## Aufgabe 1
Stelle die Zeilen der Datensätze unten als Markdown-Tabelle dar, mit den Spalten „Nr“ für die Zeilennummer und „Zeile“ für den Inhalt, und lass leere Zeilen weg. Die Bilder kommen nicht mit in die Antwort.

## Ausgewählter Abschnitt
::::
Der Fall Zypern hat es erneut gezeigt, um die Krise des Euroraums wirklich zu überwinden, bedarf es eines allseitigen fundamentalen Umdenkens in der europäischen Wirtschaftspolitik. Was an der Oberfläche als eine Debatte um die vermeintliche Rettung russischer Geldwäscher aufschien, war in Wahrheit ein viel grundlegenderer Streit darum, ob das zypriotische Geschäftsmodell einer Banken- und Steueroase mit den Erfordernissen einer Währungsunion vereinbar ist. Ist es nicht. Denn es basiert schlicht darauf, dass Kapitalströme aus rein steuerlichen und regulativen Gründen aus anderen Währungsgebieten, aber auch aus den Mitgliedsstaaten des Euroraums zu zypriotischen Banken fließen. Dies geschieht also nicht, weil zypriotische Banken so viel besser wären als andere, sondern weil man auf diese Art z.B. Steuern sparen kann.
Dies hat nichts mit marktwirtschaftlichem Wettbewerb, wohl aber mit Standortwettbewerb zu tun. Ersterer ist vernünftig, weil er zu besseren und günstigeren Produkten führt. Letzterer ist schädlich, weil er Volkswirtschaften ruiniert und wirtschaftliche Ressourcen zugunsten reicher Steuerzahler verschwendet. Bevor man aber nun mit dem Finger auf Zypern zeigt, sollte man sich vergegenwärtigen, dass niemand den Standortwettbewerb so perfektioniert hat wie Deutschland, nur nicht mit Banken. Aber die Deregulierung des Arbeitsmarktes, der Ausbau des Niedriglohnsektors und teilweise massive Steuersenkungen sind wesentlicher Teil des deutschen Beitrags zu einem Standortwettbewerb, der den Euroraum destabilisiert hat.
::::
## Zu verwendende Daten
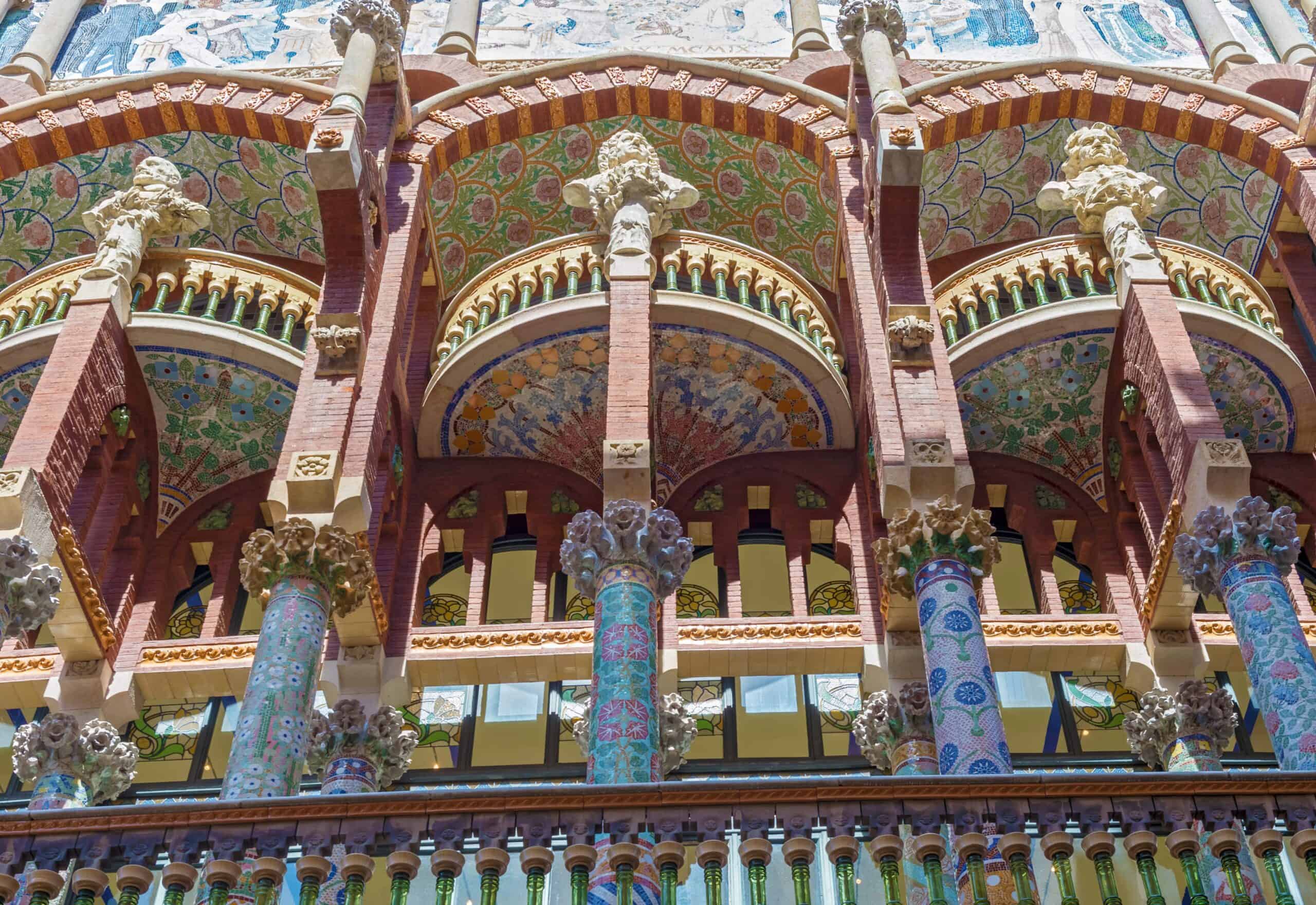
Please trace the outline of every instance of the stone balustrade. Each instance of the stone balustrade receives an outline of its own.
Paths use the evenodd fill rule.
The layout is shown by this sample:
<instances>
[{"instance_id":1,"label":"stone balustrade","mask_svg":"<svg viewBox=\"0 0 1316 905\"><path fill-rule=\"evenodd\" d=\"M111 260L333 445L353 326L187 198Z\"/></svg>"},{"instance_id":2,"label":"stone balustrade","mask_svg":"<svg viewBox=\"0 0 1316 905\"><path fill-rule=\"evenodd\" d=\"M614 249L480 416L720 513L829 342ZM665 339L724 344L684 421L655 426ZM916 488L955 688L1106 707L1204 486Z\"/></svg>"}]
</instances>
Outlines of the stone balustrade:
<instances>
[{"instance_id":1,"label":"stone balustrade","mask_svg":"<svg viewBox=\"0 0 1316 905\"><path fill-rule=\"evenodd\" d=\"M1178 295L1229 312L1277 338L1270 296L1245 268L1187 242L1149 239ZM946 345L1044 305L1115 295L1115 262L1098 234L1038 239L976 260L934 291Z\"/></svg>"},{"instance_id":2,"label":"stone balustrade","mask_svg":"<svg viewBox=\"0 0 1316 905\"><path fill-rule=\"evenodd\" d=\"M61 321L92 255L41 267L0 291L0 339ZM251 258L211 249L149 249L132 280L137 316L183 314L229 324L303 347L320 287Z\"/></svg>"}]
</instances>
::::
## Aufgabe 2
Welche Maßnahmen nennt der Abschnitt über Zypern als deutschen Beitrag zum Standortwettbewerb? Zähle alle auf.

## Ausgearbeitete Lösung 1
| Nr | Zeile |
|---|---|
| 1 | Please trace the outline of every instance of the stone balustrade. Each instance of the stone balustrade receives an outline of its own. |
| 2 | Paths use the evenodd fill rule. |
| 3 | The layout is shown by this sample: |
| 4 | <instances> |
| 5 | [{"instance_id":1,"label":"stone balustrade","mask_svg":"<svg viewBox=\"0 0 1316 905\"><path fill-rule=\"evenodd\" d=\"M111 260L333 445L353 326L187 198Z\"/></svg>"},{"instance_id":2,"label":"stone balustrade","mask_svg":"<svg viewBox=\"0 0 1316 905\"><path fill-rule=\"evenodd\" d=\"M614 249L480 416L720 513L829 342ZM665 339L724 344L684 421L655 426ZM916 488L955 688L1106 707L1204 486Z\"/></svg>"}] |
| 6 | </instances> |
| 7 | Outlines of the stone balustrade: |
| 8 | <instances> |
| 9 | [{"instance_id":1,"label":"stone balustrade","mask_svg":"<svg viewBox=\"0 0 1316 905\"><path fill-rule=\"evenodd\" d=\"M1178 295L1229 312L1277 338L1270 296L1245 268L1187 242L1149 239ZM946 345L1044 305L1115 295L1115 262L1098 234L1038 239L976 260L934 291Z\"/></svg>"},{"instance_id":2,"label":"stone balustrade","mask_svg":"<svg viewBox=\"0 0 1316 905\"><path fill-rule=\"evenodd\" d=\"M61 321L92 255L41 267L0 291L0 339ZM251 258L211 249L149 249L132 280L137 316L183 314L229 324L303 347L320 287Z\"/></svg>"}] |
| 10 | </instances> |

## Ausgearbeitete Lösung 2
- Deregulierung des Arbeitsmarktes
- Ausbau des Niedriglohnsektors
- teilweise massive Steuersenkungen